### GOAL
Copy out all of the data below line for line, with identical wording, and omit the pictures.

++++++++

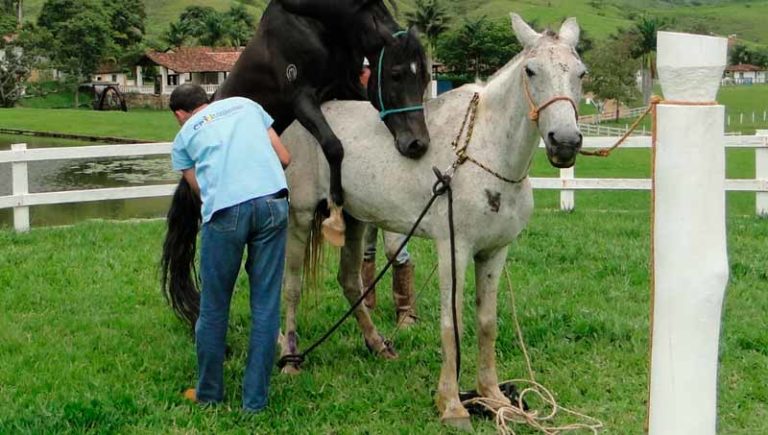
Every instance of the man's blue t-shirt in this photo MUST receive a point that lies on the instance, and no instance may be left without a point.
(228, 145)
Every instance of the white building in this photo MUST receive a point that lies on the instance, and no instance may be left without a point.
(205, 66)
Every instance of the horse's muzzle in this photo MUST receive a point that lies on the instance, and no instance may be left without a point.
(412, 148)
(562, 148)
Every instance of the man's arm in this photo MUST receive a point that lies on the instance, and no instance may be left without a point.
(189, 175)
(282, 152)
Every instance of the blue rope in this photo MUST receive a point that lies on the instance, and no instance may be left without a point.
(386, 112)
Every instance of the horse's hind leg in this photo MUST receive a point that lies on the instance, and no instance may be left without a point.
(298, 235)
(488, 269)
(351, 281)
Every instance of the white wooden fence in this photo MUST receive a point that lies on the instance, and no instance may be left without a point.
(21, 199)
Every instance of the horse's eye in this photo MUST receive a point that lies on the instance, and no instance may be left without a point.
(529, 72)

++++++++

### REPLY
Every instance of the man's blue t-shirt in this photo MUST receive a point that lies on the instance, and no instance may be left without a point.
(228, 145)
Every instance of the white building in this photo MUST receive a point that lies on the instance, and no instance may be left without a point.
(205, 66)
Every instance of the horse's muzzle in this photo MUST receive a point that lies on the instance, and no instance may be left without a point.
(412, 148)
(562, 148)
Every instance of the man's arm in this photo MUST receive a point that lies on the instance, and no instance may be left without a point.
(189, 175)
(282, 152)
Every instance of the blue rope in this photo MUST receive a point that lies on the instance, and no instance may be left without a point.
(386, 112)
Every instance of the horse's hind leg in this photo MUST receive a point that lies on the instance, and no instance may be left without a point.
(298, 235)
(488, 269)
(351, 281)
Every instance of the white wooden fence in this photo MUST receive a point that lies on the instance, and no instance may be left without a point.
(21, 199)
Every instance of the horse's eye in this photo MUST receive a point that lies on the instance, and no instance may be left without a point.
(529, 72)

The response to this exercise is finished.